Fragment tekstu:
........
Los celników w rękach naukowców
Celnicy, którzy mają dzieci do lat czterech,
nie mogą zostać przeniesieni na Wschód - stwierdzili prawnicy z
Ministerstwa Finansów. Ich opinię podważa jednak dyrektor
rzepińskiej Izby Celnej - informuje "Gazeta Lubuska".
W ub. miesiącu departament organizacji służby celnej w Ministerstwie Finansów rozpatrzył pozytywnie kilka odwołań celników, którzy mieli zostać alokowani na Wschód. Przyznał, że nie można delegować osób, które wychowują dzieci do lat czterech, bo chroni je kodeks pracy.
Dyrektor Izby Celnej w Rzepinie Jerzy Kowalewski uznał jednak, że alokacja nie jest delegacją i odwołał się od decyzji MF. - Dlatego poprosiliśmy prawników ministerstwa o wykładnię na ten temat - mówi Krystyna Urbańska z departamentu służby celnej. - Potwierdzili oni jednak naszą wcześniejszą opinię - informuje.
........
Wymagania zadań:
(1) Których celników według prawników Ministerstwa Finansów nie można przenieść na Wschód, jak podaje tekst o celnikach?
(2) Proszę napisać dalszy ciąg tekstu o celnikach, zaczynając po jego ostatnim zdaniu.

Surowe dane:
........
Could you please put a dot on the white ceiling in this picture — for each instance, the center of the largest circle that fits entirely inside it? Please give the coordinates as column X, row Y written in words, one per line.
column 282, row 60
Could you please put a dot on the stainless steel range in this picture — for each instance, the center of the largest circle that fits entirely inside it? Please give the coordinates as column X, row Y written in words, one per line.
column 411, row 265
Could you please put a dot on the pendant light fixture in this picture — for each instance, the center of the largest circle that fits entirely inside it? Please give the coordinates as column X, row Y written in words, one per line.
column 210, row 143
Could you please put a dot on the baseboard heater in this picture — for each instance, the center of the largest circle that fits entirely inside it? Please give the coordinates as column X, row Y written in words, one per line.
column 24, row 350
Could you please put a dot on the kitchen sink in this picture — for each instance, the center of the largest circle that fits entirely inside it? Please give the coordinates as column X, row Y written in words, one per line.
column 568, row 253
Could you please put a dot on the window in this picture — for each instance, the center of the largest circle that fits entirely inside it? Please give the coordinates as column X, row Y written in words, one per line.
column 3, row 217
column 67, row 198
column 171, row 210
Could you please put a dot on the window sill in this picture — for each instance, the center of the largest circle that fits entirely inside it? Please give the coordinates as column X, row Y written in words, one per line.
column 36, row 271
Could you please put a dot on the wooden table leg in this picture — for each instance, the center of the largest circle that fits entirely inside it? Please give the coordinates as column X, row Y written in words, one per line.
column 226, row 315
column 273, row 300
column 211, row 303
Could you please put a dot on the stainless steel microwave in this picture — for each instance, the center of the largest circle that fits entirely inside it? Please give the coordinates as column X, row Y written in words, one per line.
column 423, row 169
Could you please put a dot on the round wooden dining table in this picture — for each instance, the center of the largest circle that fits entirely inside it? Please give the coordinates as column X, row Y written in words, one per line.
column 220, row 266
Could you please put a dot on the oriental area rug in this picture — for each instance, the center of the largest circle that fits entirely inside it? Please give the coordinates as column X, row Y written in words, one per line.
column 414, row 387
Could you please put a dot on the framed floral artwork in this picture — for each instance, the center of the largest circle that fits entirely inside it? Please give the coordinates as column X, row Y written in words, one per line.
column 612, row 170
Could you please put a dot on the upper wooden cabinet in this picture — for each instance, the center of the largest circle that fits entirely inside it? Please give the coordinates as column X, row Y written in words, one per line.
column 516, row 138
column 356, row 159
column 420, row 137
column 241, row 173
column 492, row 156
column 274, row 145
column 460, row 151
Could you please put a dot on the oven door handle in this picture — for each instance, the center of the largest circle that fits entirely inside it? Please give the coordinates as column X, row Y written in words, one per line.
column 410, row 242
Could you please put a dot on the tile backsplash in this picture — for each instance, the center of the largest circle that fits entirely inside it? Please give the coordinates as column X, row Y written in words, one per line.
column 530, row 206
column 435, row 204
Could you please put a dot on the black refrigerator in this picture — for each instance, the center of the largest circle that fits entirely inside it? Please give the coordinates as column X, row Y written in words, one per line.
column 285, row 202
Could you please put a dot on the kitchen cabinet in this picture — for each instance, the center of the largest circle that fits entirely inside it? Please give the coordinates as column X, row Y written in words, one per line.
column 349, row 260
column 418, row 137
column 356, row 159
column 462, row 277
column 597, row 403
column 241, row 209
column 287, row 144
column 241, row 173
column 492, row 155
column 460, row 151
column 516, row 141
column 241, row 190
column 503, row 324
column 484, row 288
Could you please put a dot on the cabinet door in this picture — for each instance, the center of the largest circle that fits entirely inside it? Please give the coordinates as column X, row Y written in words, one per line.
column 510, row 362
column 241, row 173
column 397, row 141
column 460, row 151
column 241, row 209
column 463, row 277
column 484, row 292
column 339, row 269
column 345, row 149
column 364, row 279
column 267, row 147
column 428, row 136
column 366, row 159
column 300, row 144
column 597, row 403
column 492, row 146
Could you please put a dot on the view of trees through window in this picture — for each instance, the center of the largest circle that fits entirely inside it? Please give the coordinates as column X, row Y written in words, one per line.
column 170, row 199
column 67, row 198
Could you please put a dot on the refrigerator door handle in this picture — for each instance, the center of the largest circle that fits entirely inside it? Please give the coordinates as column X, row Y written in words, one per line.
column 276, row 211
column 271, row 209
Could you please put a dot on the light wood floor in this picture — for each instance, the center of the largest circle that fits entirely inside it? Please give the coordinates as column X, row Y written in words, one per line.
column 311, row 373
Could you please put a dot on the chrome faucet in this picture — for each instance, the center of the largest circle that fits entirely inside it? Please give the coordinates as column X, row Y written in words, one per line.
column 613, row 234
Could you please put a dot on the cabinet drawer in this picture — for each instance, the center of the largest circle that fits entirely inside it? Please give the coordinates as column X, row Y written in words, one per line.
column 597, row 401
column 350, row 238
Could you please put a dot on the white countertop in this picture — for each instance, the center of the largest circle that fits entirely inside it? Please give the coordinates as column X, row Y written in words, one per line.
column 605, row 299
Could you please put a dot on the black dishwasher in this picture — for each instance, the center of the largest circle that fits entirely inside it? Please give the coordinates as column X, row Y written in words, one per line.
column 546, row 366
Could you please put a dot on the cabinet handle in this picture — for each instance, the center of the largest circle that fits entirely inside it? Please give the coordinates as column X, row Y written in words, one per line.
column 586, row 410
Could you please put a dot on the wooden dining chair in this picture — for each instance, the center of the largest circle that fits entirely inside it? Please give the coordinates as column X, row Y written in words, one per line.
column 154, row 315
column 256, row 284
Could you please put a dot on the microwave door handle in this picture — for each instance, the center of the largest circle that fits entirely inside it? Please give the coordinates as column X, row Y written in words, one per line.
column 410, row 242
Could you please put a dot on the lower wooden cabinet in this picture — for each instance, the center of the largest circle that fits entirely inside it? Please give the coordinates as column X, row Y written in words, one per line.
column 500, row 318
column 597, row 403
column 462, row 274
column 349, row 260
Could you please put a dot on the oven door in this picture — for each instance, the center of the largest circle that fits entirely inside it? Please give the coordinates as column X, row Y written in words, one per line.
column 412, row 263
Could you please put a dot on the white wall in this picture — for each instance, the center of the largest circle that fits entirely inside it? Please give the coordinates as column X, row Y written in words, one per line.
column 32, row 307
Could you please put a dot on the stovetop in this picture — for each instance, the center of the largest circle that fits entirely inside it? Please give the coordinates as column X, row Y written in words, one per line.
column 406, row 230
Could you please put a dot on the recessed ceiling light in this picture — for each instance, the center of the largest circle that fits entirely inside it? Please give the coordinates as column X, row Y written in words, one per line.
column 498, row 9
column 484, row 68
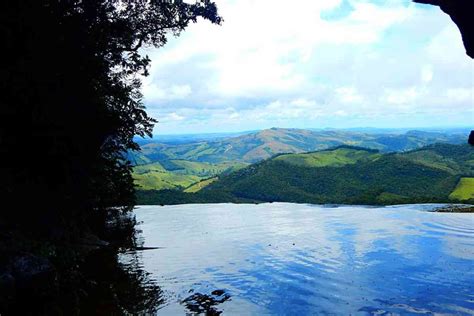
........
Odpowiedzi po kolei:
(1) Celników, którzy mają dzieci do lat czterech.

(2)
Mimo to dyrektor Kowalewski nie zmienił zdania. - Kodeks pracy mówi o zakazie delegowania osób, które mają małe dzieci, a tymczasem my nie wysyłamy ich na delegację, tylko do pracy na stałe - tłumaczy. - Jest to więc nadinterpretacja tego przepisu - uważa. - Tak to widzę i dlatego zwróciłem się do szefa służby celnej o niezależną ekspertyzę na ten temat - mówi.
J. Kowalewski zasugerował, żeby przeprowadzili ją prawnicy z Uniwersytetu Warszawskiego. Szef celników przystał na tę propozycję, ale kiedy naukowcy wypowiedzą się na ten temat, nie wiadomo. Tymczasem celnicy skarżą się, że nie wiedzą co mają robić. (PAP)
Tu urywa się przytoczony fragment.